■ Data extracted from a collection
** Start **
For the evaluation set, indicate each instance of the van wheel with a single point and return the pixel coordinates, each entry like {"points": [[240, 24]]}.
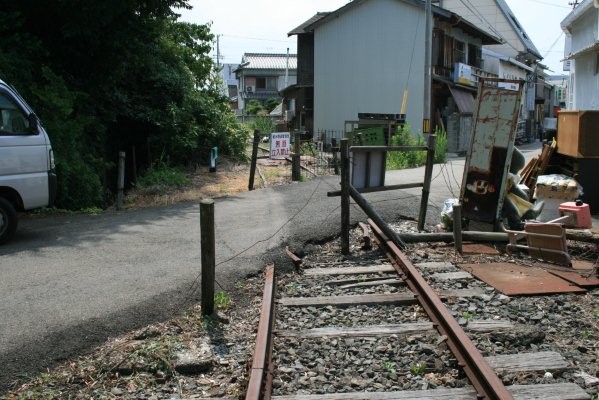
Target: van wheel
{"points": [[8, 220]]}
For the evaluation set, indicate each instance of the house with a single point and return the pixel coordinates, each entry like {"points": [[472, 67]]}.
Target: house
{"points": [[262, 76], [582, 38], [363, 57], [495, 17], [227, 74]]}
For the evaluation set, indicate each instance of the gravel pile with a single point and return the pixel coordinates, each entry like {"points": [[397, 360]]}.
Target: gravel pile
{"points": [[163, 361], [564, 323]]}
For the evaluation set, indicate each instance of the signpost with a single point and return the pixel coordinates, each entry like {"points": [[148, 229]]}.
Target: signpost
{"points": [[280, 145]]}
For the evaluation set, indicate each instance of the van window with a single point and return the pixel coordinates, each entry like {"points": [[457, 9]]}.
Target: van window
{"points": [[12, 118]]}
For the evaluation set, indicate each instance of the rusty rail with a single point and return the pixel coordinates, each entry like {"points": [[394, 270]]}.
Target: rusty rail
{"points": [[260, 382], [479, 372]]}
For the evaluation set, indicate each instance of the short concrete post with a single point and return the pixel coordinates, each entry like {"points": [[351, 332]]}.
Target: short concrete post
{"points": [[254, 159], [457, 227], [345, 182], [295, 159], [213, 158], [121, 181], [208, 255]]}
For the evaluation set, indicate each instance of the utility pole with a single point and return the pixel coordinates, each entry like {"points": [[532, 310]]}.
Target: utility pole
{"points": [[218, 50], [428, 34]]}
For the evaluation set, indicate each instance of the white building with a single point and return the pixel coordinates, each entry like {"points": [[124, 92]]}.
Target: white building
{"points": [[582, 43]]}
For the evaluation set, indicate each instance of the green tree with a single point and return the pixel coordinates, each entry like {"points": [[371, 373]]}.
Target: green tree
{"points": [[115, 75]]}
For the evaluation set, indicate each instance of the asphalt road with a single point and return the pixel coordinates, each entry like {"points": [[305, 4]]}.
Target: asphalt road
{"points": [[70, 282]]}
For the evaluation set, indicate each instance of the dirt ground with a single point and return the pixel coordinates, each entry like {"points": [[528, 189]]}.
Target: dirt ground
{"points": [[229, 178]]}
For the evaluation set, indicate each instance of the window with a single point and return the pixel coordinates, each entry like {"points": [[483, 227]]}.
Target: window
{"points": [[474, 56], [266, 83], [12, 118], [459, 51]]}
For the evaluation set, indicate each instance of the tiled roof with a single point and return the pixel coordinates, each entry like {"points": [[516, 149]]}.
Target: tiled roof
{"points": [[302, 27], [530, 47], [268, 61]]}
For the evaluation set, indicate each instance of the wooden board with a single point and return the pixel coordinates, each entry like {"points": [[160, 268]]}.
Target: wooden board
{"points": [[395, 298], [488, 325], [385, 268], [482, 326], [450, 276], [554, 391], [391, 282], [528, 362], [360, 331], [434, 265], [370, 299], [513, 279]]}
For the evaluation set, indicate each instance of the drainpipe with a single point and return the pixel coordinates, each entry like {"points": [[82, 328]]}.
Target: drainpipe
{"points": [[428, 28]]}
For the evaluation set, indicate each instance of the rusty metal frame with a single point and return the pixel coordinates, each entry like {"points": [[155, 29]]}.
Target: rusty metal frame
{"points": [[477, 369], [260, 382]]}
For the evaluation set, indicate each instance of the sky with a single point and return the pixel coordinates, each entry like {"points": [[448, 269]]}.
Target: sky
{"points": [[261, 26]]}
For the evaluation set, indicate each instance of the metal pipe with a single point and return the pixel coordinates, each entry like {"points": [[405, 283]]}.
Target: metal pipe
{"points": [[367, 208]]}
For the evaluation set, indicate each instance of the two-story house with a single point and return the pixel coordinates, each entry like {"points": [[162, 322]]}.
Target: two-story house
{"points": [[364, 56], [582, 38], [262, 76], [495, 17]]}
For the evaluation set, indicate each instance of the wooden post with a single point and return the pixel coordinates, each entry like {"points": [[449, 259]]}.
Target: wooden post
{"points": [[295, 163], [254, 159], [121, 180], [334, 150], [208, 255], [428, 174], [345, 182], [457, 227], [134, 164]]}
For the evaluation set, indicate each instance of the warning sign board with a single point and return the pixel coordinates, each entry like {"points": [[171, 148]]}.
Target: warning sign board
{"points": [[279, 144]]}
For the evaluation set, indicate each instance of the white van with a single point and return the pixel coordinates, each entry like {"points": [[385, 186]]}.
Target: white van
{"points": [[27, 176]]}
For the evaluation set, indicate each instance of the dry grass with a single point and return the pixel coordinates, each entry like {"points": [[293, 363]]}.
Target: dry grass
{"points": [[229, 179]]}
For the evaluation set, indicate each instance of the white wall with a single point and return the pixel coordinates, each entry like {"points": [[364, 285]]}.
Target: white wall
{"points": [[586, 88], [585, 31], [365, 59]]}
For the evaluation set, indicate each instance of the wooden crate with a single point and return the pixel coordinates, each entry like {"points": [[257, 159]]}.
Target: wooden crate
{"points": [[578, 133]]}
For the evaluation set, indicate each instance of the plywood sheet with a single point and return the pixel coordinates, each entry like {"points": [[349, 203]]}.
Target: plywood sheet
{"points": [[512, 279]]}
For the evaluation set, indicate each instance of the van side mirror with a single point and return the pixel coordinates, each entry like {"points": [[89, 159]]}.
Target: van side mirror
{"points": [[33, 123]]}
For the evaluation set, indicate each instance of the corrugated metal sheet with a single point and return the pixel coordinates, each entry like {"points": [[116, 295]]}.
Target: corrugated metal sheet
{"points": [[269, 61], [463, 99]]}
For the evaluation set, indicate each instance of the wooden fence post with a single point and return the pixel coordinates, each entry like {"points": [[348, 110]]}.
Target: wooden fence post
{"points": [[428, 174], [457, 227], [295, 160], [254, 159], [345, 182], [121, 180], [208, 255]]}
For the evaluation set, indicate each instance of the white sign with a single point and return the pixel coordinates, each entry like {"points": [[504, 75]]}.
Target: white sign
{"points": [[279, 144]]}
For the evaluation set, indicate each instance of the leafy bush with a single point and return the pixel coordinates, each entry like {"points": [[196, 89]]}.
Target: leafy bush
{"points": [[160, 175], [409, 159], [96, 94], [262, 124], [412, 159]]}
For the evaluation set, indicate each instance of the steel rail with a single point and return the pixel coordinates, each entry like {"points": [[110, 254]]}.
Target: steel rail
{"points": [[260, 382], [479, 372]]}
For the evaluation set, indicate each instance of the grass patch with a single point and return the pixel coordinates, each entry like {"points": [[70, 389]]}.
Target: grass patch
{"points": [[413, 159], [160, 176]]}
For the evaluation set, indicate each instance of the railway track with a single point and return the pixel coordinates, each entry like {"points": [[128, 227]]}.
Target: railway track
{"points": [[375, 328]]}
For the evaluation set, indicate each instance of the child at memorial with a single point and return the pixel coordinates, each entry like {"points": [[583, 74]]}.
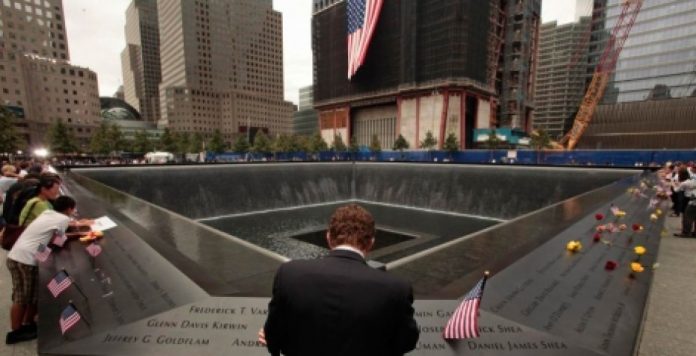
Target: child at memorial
{"points": [[22, 264]]}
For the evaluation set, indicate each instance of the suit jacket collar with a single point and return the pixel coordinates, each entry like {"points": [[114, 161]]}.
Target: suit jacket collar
{"points": [[347, 254]]}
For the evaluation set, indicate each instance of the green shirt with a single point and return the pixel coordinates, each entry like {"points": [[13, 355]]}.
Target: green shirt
{"points": [[32, 210]]}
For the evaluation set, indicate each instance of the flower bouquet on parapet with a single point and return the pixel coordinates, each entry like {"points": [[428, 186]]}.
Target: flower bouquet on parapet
{"points": [[636, 266], [91, 236]]}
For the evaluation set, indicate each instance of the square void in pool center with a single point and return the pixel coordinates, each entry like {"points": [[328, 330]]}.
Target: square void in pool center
{"points": [[383, 238], [300, 233]]}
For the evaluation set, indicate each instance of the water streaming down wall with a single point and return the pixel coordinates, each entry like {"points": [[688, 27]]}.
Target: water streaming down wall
{"points": [[500, 192]]}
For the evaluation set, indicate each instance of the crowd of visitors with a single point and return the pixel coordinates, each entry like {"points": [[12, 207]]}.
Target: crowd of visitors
{"points": [[681, 178], [33, 212]]}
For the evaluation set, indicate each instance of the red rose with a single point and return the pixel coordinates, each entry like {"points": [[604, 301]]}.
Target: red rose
{"points": [[597, 236], [610, 265]]}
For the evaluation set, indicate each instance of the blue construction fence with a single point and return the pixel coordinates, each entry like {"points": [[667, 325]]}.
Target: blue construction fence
{"points": [[617, 158]]}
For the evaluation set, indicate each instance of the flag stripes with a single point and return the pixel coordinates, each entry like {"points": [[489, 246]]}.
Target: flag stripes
{"points": [[464, 322], [362, 17], [68, 318], [59, 283]]}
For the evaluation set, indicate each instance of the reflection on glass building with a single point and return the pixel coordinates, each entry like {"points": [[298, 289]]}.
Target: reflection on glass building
{"points": [[658, 60]]}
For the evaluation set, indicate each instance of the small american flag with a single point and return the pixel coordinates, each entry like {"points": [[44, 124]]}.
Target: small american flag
{"points": [[68, 318], [93, 249], [362, 17], [60, 282], [42, 252], [464, 322], [59, 238]]}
** End **
■ The request
Please pull out the stretch of data from the line containing "For the evaluation set, indicate each instance of the red" through the end of the data, including both of those lines, and reproduce those lines character for character.

■ Task response
For the evaluation set, indicate each instance of the red rose with a single point and return the pixel coordinates, each entry like {"points": [[604, 301]]}.
Target: red rose
{"points": [[597, 236], [610, 265]]}
For the evaluation set, indicate each instance of the blue construction fence with a single point and return the pixel coordinates, each entry like {"points": [[667, 325]]}.
Target: blue construction fence
{"points": [[617, 158]]}
For the evaluation set, indicate each instance of the flag stripes with a single point and return the pixel coordinates, each entry like {"points": [[489, 246]]}.
Target: flag stripes
{"points": [[464, 322], [362, 17], [68, 318], [59, 283]]}
For the evaluation set, indicate each instance of the reflection on glass building with a single point and return the pixel coordinates, each entry like {"points": [[298, 289]]}.
Target: reflection on glass building
{"points": [[658, 60]]}
For the evaluation set, indicate each instance of the small american flag with a single point and return the pixel coordinates, each entry like {"points": [[44, 124]]}.
Target: small american flag
{"points": [[68, 318], [93, 249], [362, 17], [60, 282], [42, 252], [464, 322], [59, 238]]}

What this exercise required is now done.